__Data in this exercise__:
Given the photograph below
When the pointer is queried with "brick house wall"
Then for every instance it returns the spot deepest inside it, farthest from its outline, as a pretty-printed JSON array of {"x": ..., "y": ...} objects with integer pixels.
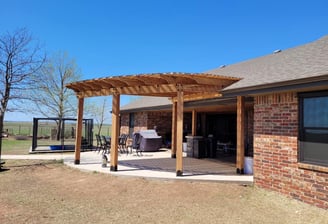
[
  {"x": 276, "y": 151},
  {"x": 149, "y": 119}
]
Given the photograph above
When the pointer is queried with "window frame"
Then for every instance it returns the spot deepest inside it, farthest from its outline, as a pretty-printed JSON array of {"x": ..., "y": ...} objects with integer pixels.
[{"x": 302, "y": 130}]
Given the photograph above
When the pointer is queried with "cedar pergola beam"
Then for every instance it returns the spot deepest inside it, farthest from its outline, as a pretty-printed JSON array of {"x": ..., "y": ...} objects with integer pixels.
[{"x": 180, "y": 87}]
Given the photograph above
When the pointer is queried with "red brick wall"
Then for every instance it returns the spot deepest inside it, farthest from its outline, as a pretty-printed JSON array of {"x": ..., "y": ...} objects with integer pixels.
[{"x": 276, "y": 151}]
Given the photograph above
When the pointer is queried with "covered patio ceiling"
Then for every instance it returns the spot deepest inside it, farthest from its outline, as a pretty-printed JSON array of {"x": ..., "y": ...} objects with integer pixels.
[{"x": 194, "y": 85}]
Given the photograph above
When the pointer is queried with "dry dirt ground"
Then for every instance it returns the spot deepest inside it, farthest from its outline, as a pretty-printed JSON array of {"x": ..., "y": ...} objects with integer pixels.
[{"x": 50, "y": 192}]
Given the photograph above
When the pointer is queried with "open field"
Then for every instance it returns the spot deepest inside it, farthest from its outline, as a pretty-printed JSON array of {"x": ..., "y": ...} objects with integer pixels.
[
  {"x": 49, "y": 192},
  {"x": 24, "y": 131},
  {"x": 26, "y": 128}
]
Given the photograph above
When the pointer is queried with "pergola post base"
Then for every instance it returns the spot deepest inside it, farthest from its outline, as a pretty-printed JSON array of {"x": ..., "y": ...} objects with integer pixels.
[
  {"x": 113, "y": 168},
  {"x": 240, "y": 171}
]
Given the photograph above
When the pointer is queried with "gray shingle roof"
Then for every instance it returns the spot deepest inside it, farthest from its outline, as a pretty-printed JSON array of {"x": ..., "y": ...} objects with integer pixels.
[{"x": 306, "y": 61}]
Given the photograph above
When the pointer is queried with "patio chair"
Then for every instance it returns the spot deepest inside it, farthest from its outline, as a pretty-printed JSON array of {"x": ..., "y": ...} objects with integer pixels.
[
  {"x": 136, "y": 138},
  {"x": 106, "y": 144},
  {"x": 122, "y": 143},
  {"x": 99, "y": 146}
]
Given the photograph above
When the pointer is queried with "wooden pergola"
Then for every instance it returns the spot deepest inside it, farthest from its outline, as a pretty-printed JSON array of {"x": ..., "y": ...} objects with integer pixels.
[{"x": 180, "y": 87}]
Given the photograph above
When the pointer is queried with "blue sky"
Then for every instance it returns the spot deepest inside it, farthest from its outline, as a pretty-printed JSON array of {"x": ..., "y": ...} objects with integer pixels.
[{"x": 122, "y": 37}]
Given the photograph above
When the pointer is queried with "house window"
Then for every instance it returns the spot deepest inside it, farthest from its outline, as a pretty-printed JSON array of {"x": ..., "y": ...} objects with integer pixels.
[
  {"x": 131, "y": 124},
  {"x": 313, "y": 132}
]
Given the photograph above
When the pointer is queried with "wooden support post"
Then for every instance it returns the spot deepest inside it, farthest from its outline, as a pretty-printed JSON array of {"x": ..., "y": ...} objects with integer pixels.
[
  {"x": 78, "y": 137},
  {"x": 194, "y": 123},
  {"x": 174, "y": 130},
  {"x": 240, "y": 134},
  {"x": 179, "y": 131},
  {"x": 115, "y": 132}
]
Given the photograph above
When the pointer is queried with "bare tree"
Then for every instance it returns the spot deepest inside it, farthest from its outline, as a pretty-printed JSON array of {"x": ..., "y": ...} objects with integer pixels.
[
  {"x": 20, "y": 58},
  {"x": 51, "y": 97},
  {"x": 99, "y": 113}
]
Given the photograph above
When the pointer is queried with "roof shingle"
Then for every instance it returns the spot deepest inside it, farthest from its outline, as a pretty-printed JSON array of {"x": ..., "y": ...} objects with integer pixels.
[{"x": 306, "y": 61}]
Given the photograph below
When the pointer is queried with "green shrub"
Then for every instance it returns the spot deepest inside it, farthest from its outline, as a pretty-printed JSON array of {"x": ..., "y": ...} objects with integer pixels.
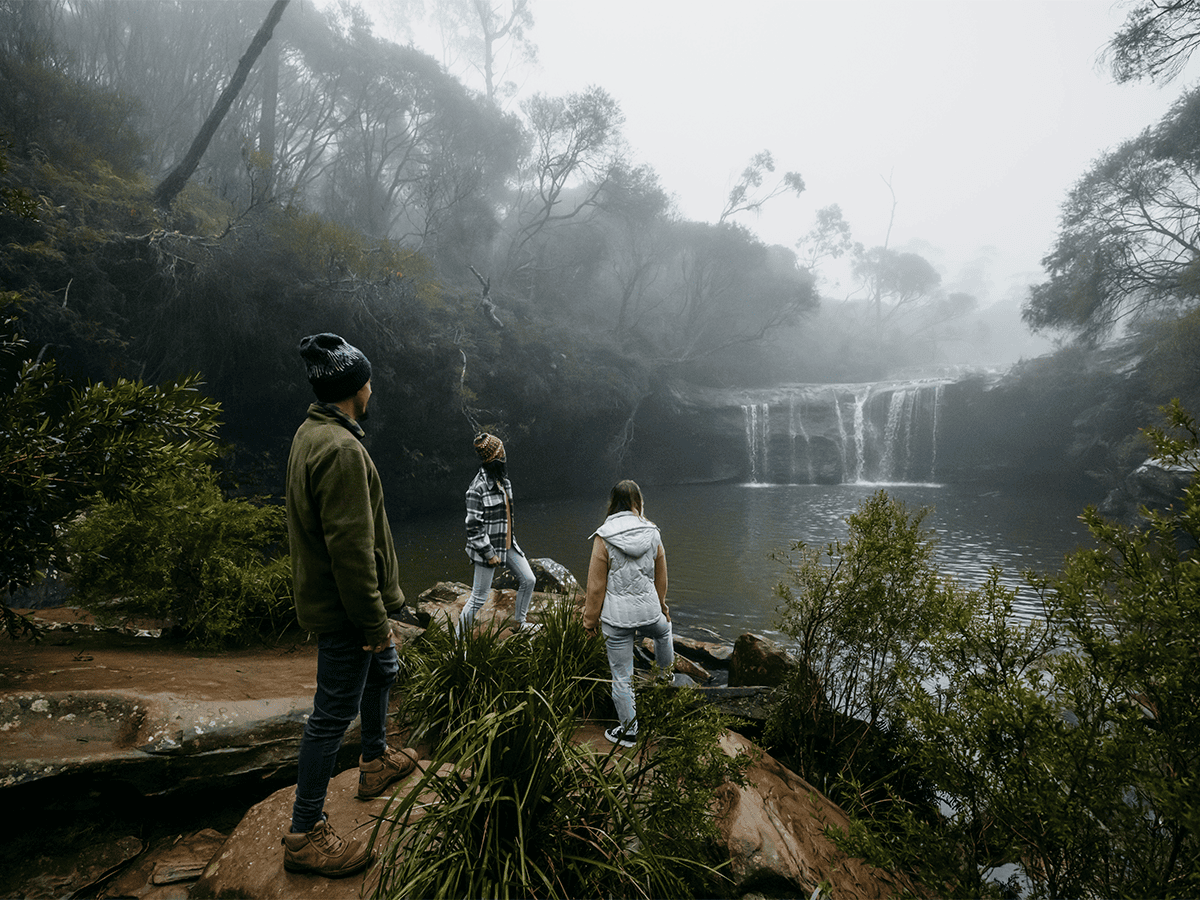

__Stated problem__:
Pull out every line of the rows above that contains the word "wall", treating uppercase and lowercase as different.

__Result of this task__:
When the pointer is queried with "brick house wall"
When the pointer is queried with "red brick wall"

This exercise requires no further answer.